Passage shown
════

In [1]:
!pip install nltk
!pip install numpy
!pip install pandas
!pip install keras

Collecting keras
  Downloading Keras-2.4.3-py2.py3-none-any.whl (36 kB)
Installing collected packages: keras
Successfully installed keras-2.4.3


In [1]:
import nltk
nltk.download ('punkt')
nltk.download('stopwords')

[nltk_data] Downloading package punkt to C:\Users\Haoran
[nltk_data]     Li\AppData\Roaming\nltk_data...
[nltk_data]   Package punkt is already up-to-date!
[nltk_data] Downloading package stopwords to C:\Users\Haoran
[nltk_data]     Li\AppData\Roaming\nltk_data...
[nltk_data]   Package stopwords is already up-to-date!


True

### Data Loader

Python provides a lot of packages to load files in different formats. We provide a simple data loader to help you load .csv files.

In [2]:
import pandas as pd

def load_data(file_name):
    """
    :param file_name: a file name, type: str
    return a list of ids, a list of reviews, a list of labels
    https://pandas.pydata.org/pandas-docs/stable/generated/pandas.read_csv.html
    """
    df = pd.read_csv(file_name)

    return df['id'], df["text"], df['label']

def load_labels(file_name):
    """
    :param file_name: a file name, type: str
    return a list of labels
    """
    return pd.read_csv(file_name)['label']

def write_predictions(file_name, pred):
    df = pd.DataFrame(zip(range(len(pred)), pred))
    df.columns = ["id", "label"]
    df.to_csv(file_name, index=False)

### Feature Extractor


The **feature extractor** is one of the most important parts in a pipeline.

════

Record set
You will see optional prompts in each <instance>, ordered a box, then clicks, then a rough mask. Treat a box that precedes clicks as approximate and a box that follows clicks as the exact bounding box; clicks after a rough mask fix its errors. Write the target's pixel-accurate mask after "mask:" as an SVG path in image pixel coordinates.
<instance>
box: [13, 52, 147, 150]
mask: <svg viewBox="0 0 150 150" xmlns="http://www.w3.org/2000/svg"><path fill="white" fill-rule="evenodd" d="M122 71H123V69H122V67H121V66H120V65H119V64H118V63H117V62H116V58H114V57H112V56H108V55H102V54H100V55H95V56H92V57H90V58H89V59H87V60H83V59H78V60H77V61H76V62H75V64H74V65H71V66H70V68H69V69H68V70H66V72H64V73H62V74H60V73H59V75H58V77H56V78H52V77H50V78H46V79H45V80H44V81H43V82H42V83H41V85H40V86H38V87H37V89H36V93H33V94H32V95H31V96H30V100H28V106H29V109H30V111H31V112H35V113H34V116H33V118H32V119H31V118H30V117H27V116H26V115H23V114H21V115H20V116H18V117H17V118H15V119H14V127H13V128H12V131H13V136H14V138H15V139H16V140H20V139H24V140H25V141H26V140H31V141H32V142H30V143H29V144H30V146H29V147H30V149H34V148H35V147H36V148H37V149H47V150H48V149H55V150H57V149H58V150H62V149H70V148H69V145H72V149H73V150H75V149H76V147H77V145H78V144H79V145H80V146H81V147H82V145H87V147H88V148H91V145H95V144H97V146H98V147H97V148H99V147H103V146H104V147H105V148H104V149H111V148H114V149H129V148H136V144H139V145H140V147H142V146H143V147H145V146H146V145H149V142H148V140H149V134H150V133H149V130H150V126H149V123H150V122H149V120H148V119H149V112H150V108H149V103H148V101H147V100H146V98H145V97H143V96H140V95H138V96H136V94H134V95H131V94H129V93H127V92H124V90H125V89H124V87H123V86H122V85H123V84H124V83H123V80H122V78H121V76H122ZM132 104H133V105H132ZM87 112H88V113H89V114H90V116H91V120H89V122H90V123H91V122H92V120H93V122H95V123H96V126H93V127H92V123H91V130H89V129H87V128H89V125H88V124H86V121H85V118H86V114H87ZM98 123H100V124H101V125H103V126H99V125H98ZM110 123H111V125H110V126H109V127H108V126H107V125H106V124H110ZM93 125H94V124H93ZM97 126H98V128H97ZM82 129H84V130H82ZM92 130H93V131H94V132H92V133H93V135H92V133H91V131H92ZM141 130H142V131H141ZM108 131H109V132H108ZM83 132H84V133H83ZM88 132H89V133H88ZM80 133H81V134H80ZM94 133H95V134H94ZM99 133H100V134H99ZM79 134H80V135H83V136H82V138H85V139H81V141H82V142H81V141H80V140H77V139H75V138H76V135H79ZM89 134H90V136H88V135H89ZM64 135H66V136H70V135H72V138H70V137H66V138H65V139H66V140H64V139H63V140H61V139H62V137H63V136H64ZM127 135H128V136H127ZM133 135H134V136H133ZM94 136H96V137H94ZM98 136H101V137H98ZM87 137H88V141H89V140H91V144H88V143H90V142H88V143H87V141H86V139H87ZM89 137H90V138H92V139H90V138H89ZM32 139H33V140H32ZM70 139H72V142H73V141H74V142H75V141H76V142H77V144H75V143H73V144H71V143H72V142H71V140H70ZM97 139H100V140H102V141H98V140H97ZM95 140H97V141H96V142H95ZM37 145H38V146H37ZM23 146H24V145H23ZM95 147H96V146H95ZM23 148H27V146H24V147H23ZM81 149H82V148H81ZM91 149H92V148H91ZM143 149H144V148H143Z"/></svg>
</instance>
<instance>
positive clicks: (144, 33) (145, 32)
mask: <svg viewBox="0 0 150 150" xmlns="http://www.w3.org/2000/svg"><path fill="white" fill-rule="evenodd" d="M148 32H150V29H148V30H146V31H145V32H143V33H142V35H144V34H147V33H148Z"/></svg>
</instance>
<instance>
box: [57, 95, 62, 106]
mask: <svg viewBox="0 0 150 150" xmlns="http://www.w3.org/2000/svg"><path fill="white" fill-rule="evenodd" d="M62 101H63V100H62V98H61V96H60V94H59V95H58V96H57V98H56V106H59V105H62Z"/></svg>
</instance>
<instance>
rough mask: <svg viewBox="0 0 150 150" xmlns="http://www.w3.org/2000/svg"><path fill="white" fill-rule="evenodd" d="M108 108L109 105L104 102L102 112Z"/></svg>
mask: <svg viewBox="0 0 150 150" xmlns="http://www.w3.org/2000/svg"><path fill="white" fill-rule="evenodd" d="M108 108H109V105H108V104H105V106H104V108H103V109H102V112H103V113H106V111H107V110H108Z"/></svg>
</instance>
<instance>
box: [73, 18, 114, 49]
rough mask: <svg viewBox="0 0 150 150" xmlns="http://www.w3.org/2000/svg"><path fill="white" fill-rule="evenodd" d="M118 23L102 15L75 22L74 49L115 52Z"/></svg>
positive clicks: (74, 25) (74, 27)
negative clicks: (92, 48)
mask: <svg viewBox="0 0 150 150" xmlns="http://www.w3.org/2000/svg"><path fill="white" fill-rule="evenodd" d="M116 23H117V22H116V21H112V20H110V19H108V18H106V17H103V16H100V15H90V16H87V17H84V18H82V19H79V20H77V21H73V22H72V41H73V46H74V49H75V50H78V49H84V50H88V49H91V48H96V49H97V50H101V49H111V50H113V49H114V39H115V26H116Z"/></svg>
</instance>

════

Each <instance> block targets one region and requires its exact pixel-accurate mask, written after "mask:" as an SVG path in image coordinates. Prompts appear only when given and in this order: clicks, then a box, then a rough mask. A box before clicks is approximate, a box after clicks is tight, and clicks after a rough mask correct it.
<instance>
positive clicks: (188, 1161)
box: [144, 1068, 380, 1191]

════

To do
(1) Reproduce the stretch of the notebook from "nltk.download('stopwords')" through "stopwords is already up-to-date!", substituting "wordnet" for "stopwords".
(2) Check each statement against the notebook and answer yes or no, quoting the words that decide it: (a) Keras version 2.4.3 gets installed. (b) The punkt package had to be freshly downloaded. (c) The load_labels function returns ids as well as labels.
The items above are separate material, unrelated to the notebook.

Replies
(1)
nltk.download('wordnet')

[nltk_data] Downloading package punkt to C:\Users\Haoran
[nltk_data]     Li\AppData\Roaming\nltk_data...
[nltk_data]   Package punkt is already up-to-date!
[nltk_data] Downloading package wordnet to C:\Users\Haoran
[nltk_data]     Li\AppData\Roaming\nltk_data...
[nltk_data]   Package wordnet is already up-to-date!

(2)
(a) Yes: "Successfully installed keras-2.4.3"
(b) No: "Package punkt is already up-to-date!"
(c) No: "return pd.read_csv(file_name)['label']"